*** Text segment ***

PAULE KA is a French ready-to-wear brand, created in 1987 by Serge Cajfinger.

Born in Lille in 1955, Serge Cajfinger spent his childhood in Brazil; he returned to France in 1968. In 1974, he opened a multi-brand store in Lille known as PAULE KA. Serge Cajfinger later left Lille for Paris to set up a designer label under the same name, opening the first ever PAULE KA store in 1987 in the heart of Paris’ Marais district. The brand's style is geometric and sober, sophisticated yet urban, with some lasting characteristics such as black dresses, must-have bags and the use of bows.

In 2007, State-owned fund Caisse des dépôts et consignations invested in PAULE KA. The fashion house set up its headquarters on the rue Saint Honoré in Paris and opened a store in Cannes. 2011 saw the arrival of Change Capital Partners, who were also to invest in PAULE KA, enabling the brand to set itself new growth objectives.

International development ensued 2012 with the opening of stores in China and across Europe as well as a showroom in New York.

In 2014, Following the decision to change the company's governance, Cajfinger left the House he founded after almost 30 years as Chairman and Creative Director to devote himself to new personal projects.

In July 2015, a year after Cajfinger's departure, Alithia Spuri-Zampetti was appointed Creative Director of PAULE KA.

*** End of Text segment ***

## Apply what you read
**1)** From the PAULE KA passage, copy out the part that starts at the words "In 2014, Following" and ends after the words "new personal projects.".
**2)** Turn the paragraph of the PAULE KA passage that begins "In 2007, State-owned fund" into a short list that keeps its main facts.

*** Data under study ***

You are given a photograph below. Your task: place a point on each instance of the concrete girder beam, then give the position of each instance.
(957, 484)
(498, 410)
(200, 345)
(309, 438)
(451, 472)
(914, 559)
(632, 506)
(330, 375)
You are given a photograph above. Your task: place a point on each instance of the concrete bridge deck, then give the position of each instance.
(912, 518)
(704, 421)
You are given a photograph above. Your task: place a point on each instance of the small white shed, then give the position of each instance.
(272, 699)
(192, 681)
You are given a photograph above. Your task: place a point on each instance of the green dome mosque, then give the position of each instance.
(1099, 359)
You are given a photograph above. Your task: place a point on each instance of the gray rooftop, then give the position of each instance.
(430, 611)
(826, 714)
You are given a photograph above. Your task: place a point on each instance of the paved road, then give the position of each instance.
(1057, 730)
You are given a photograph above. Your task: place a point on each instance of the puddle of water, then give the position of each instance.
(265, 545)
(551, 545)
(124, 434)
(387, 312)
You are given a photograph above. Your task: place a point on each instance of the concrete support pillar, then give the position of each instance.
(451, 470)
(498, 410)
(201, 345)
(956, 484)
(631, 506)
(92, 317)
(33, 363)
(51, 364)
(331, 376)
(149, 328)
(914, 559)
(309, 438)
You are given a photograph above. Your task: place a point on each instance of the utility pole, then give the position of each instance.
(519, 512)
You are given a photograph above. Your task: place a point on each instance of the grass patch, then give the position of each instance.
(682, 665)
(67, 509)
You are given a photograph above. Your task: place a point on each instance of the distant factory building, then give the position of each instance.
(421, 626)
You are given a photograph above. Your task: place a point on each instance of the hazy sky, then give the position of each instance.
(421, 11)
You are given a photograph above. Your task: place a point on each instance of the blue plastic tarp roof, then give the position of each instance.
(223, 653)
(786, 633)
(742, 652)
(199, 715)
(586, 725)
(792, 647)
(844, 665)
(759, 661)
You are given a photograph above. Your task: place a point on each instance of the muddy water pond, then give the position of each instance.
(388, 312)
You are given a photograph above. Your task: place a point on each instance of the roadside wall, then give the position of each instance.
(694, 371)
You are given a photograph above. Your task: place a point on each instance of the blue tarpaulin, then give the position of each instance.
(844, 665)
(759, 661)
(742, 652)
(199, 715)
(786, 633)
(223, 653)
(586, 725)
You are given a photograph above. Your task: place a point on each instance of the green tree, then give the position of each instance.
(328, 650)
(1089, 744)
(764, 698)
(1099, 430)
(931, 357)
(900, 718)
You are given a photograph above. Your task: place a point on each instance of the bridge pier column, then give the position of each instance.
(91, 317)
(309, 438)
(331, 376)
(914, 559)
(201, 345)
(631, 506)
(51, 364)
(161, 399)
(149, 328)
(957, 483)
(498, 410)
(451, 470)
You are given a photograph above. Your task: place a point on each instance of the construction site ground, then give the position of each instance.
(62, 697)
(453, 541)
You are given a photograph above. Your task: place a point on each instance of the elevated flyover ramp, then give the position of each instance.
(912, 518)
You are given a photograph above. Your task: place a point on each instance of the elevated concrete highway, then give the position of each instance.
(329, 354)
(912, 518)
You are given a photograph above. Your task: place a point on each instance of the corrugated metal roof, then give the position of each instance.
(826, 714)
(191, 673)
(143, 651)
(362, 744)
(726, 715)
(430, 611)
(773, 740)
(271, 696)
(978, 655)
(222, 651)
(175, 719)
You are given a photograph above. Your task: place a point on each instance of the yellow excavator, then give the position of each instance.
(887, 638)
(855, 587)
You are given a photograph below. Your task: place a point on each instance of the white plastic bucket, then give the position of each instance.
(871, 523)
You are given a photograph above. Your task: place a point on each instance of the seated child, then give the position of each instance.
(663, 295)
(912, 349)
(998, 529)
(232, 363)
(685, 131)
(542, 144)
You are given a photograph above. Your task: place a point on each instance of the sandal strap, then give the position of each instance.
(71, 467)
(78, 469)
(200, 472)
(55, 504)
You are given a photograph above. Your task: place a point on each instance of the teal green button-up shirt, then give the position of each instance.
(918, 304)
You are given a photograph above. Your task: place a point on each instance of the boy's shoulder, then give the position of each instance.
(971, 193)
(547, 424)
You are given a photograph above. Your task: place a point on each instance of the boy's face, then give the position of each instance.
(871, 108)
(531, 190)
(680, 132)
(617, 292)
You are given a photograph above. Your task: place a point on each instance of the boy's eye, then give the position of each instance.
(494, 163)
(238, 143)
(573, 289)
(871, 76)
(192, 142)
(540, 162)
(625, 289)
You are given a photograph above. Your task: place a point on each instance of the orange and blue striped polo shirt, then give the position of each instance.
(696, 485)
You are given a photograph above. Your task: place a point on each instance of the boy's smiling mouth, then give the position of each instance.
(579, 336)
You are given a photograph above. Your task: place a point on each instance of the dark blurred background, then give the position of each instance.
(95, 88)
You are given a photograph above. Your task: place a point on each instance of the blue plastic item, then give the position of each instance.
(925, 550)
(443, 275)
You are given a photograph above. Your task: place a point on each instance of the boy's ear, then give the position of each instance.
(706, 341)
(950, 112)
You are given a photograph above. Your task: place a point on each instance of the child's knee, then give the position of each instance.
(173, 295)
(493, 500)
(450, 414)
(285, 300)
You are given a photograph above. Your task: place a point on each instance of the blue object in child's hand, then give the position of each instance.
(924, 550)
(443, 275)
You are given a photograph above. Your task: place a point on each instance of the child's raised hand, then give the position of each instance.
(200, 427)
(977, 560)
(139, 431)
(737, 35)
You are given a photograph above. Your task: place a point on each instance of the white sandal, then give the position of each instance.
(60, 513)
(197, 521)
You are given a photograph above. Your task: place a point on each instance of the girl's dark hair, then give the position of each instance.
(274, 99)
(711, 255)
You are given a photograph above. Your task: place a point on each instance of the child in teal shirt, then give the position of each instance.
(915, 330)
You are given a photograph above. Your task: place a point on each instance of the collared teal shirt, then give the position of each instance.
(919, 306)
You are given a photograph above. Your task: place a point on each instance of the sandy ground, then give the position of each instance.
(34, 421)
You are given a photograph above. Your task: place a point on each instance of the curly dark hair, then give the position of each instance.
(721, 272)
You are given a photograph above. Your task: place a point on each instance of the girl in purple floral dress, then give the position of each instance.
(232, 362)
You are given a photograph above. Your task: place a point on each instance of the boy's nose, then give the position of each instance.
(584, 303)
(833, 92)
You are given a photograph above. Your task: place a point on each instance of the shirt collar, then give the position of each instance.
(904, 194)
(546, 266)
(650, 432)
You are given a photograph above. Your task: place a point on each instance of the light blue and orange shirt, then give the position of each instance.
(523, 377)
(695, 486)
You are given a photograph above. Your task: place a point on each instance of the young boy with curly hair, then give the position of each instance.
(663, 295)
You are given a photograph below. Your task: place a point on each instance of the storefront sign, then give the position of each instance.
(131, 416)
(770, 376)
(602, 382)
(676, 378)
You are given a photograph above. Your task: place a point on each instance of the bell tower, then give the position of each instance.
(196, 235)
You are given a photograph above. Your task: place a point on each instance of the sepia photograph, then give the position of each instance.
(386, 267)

*** End of Data under study ***

## Completed exercise
**1)**
In 2014, Following the decision to change the company's governance, Cajfinger left the House he founded after almost 30 years as Chairman and Creative Director to devote himself to new personal projects.

**2)**
- 2007: State-owned fund Caisse des dépôts et consignations invests in PAULE KA.
- The fashion house sets up its headquarters on the rue Saint Honoré in Paris and opens a store in Cannes.
- 2011: Change Capital Partners also invests, enabling the brand to set new growth objectives.